▶ **What the task asks**
Could you return each line from the one bearing "Thank you for the photo. Could you tag the player with" through the last line of the entries, exactly as it stands, with no pictures?

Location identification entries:
* * * * * * * * *

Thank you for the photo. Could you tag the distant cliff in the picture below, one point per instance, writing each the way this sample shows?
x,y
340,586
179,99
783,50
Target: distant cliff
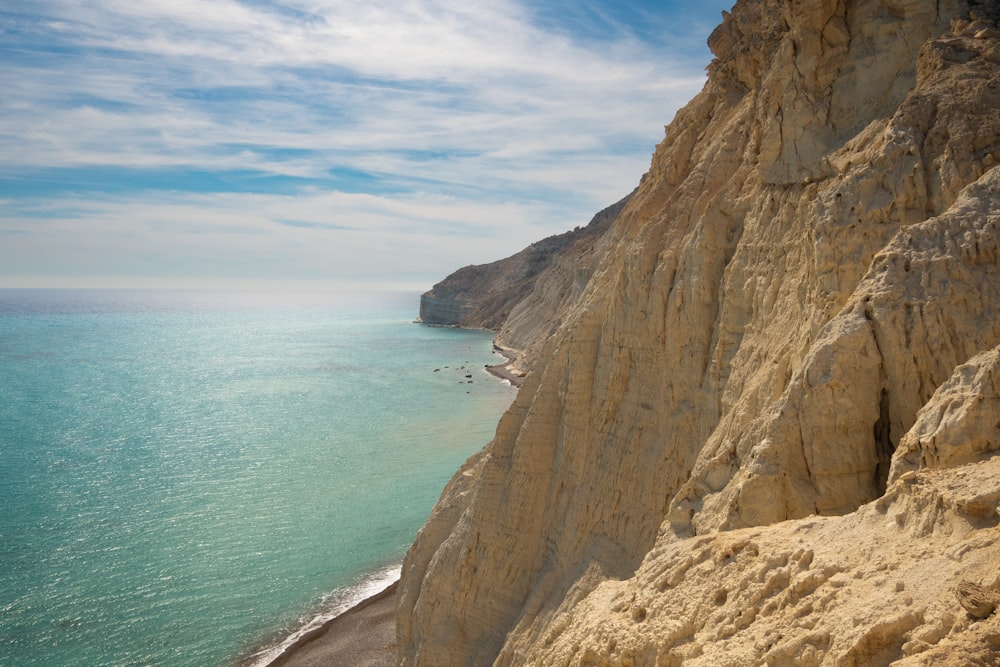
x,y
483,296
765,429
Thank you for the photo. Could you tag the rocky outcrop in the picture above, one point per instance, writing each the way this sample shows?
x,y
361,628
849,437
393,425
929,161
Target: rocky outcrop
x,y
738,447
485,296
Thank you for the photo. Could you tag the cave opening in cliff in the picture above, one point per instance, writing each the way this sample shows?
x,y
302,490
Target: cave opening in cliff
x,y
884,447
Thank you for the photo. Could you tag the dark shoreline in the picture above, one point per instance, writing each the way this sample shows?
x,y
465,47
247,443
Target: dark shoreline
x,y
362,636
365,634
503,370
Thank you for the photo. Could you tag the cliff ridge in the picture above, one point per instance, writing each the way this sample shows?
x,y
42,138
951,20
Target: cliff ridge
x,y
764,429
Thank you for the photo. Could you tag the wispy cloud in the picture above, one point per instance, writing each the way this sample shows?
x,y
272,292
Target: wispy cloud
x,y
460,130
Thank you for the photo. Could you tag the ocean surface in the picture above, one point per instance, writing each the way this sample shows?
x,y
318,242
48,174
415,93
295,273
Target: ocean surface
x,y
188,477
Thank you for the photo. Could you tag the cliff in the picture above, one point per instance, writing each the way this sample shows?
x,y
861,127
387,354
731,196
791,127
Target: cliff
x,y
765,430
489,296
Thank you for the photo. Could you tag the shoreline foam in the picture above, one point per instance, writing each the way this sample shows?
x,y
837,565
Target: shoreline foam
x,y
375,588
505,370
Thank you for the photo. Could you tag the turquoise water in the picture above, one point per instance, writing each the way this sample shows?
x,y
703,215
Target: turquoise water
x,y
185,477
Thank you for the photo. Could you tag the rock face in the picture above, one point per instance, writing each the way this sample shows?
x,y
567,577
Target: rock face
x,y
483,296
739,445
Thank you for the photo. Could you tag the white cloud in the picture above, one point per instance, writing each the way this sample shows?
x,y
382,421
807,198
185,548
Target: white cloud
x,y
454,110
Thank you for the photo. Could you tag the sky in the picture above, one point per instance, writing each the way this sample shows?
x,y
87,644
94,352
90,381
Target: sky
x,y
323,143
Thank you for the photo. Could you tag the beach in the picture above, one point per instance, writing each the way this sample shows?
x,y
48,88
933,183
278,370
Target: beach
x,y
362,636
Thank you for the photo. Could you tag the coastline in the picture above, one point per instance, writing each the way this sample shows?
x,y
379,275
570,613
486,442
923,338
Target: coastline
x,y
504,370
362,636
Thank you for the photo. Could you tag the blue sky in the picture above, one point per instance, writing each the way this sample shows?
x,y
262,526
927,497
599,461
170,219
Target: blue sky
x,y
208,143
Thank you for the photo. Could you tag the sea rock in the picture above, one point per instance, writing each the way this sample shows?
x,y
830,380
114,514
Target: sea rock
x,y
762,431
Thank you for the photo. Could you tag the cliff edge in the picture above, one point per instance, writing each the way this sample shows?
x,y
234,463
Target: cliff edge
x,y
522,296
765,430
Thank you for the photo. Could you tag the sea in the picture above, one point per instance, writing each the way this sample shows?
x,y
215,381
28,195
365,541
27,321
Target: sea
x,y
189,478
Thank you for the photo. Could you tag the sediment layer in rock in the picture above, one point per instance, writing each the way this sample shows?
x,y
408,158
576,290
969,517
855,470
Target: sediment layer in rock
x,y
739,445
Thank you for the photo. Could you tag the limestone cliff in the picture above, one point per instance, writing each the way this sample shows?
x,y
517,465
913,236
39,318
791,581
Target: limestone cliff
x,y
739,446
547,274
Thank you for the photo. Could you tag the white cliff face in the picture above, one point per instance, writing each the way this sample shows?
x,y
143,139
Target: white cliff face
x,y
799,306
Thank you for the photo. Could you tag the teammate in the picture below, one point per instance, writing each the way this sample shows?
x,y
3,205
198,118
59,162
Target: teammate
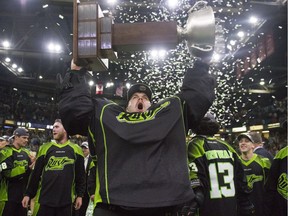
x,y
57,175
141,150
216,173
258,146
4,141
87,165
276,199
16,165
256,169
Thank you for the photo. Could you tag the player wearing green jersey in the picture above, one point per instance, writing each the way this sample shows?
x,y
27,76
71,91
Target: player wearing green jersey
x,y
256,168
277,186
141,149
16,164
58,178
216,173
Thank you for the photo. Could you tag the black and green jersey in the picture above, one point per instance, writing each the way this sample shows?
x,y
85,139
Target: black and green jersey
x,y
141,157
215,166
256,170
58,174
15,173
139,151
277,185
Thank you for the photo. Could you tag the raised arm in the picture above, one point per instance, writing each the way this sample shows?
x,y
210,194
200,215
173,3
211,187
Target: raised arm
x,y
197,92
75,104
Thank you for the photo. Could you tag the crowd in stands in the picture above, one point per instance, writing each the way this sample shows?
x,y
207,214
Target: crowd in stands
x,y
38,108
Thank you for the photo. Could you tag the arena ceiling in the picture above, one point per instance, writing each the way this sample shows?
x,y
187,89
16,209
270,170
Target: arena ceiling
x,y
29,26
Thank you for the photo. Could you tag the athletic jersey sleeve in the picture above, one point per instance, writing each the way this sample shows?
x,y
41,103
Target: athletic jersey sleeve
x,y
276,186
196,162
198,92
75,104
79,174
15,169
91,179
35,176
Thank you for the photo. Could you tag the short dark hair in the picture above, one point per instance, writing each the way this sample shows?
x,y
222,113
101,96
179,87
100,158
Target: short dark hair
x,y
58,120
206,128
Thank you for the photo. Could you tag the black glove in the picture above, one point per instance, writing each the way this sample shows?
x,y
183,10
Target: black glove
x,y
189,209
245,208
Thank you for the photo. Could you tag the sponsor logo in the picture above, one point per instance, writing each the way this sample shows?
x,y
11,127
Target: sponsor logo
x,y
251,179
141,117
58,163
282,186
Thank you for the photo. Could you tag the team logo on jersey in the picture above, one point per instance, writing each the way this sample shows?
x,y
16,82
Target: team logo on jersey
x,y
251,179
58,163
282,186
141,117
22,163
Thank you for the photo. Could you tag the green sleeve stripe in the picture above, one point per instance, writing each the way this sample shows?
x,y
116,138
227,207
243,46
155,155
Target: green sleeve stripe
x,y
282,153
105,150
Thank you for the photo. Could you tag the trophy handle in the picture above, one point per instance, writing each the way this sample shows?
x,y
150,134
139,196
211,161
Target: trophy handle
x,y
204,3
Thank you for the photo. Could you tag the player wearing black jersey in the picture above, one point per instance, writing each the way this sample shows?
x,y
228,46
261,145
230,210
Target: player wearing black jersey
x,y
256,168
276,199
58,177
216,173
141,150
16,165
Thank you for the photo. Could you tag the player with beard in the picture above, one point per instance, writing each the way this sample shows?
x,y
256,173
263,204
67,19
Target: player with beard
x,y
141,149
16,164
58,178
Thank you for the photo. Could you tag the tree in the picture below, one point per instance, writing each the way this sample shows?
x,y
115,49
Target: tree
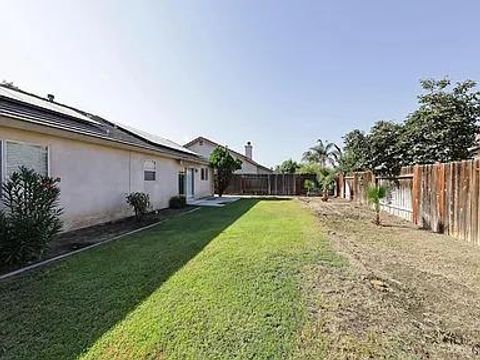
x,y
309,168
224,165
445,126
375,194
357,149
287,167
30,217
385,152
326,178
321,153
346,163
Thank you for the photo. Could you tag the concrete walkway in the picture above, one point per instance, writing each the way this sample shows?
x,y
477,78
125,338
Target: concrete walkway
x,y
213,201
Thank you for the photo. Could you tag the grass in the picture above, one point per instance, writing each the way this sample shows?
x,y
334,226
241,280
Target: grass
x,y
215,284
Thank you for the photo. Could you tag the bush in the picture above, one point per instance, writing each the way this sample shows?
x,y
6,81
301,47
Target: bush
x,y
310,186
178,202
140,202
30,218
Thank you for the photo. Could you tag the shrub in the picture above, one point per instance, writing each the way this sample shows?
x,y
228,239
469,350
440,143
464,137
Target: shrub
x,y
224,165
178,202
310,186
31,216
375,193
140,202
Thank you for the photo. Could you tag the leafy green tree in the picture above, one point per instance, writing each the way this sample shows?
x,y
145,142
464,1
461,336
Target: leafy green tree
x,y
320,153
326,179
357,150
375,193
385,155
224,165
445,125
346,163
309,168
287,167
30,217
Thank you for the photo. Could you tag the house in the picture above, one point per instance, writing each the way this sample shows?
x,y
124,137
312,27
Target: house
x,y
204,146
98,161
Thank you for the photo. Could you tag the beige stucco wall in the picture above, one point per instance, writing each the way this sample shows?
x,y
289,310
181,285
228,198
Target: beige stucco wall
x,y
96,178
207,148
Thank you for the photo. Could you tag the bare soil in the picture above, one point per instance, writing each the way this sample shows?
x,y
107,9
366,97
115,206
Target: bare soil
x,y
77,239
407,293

* * * * * * * * *

▶ **Problem solution**
Thank you for the photo. Could you tag the player with beard in the picture above, one point per instance, writing each the way this sample shows?
x,y
256,173
263,204
67,19
Target: player with beard
x,y
141,149
16,164
58,178
Thank you for the photo. Could you tag the tree in the picture below, one point per instance, writing each the way this sample shows?
x,y
115,49
Target: tree
x,y
309,168
224,165
445,126
375,194
357,149
287,167
30,217
385,152
326,178
321,153
346,163
Thank you for the photo. Could you tag the concrete walkway in the picture above, one point per instance, writing each the way this sample shows?
x,y
477,78
125,338
Target: concrete walkway
x,y
213,201
Thank you for the photo. Could you tag the grass in the picture above, one point per instance, writing each the way this sample shows?
x,y
334,226
241,280
Target: grass
x,y
215,284
Thank you for the photo. Could you tag the bush in the picture above, one point per instance, writing each the way this sample shows?
x,y
6,81
301,47
Target: bush
x,y
310,186
178,202
140,202
30,218
Thank you for the photo. Could you tag the shrub in the picture above, one point per instance, writing each the way this sample shows?
x,y
228,239
469,350
440,143
464,137
Target: shrub
x,y
224,165
178,202
310,186
31,216
375,193
140,202
Thank you for the photo. Could you tag the leafy green tree in the picture above, one point per instance, writing each the way this sample shows?
x,y
145,142
464,1
461,336
Target: leafy green tree
x,y
320,153
326,179
357,150
375,193
385,155
224,165
445,125
346,163
309,168
287,167
30,217
Thank you for the photo. Could you tag the house in the picture above, one point per instance, writing each the way this sample shows?
x,y
124,137
312,27
Target: house
x,y
204,146
98,161
Thank you for the photo. Could you tag the beige stucco wall in the picture above, one point per instance, writing each the way this sample shows?
x,y
289,310
181,285
228,198
Target: beige stucco wall
x,y
96,178
207,148
Thank you for the photo. Could you tag the bare soil in the picture above, one point per instance, writing each the way this sample shows?
x,y
107,9
366,97
115,206
Target: bare soil
x,y
77,239
407,293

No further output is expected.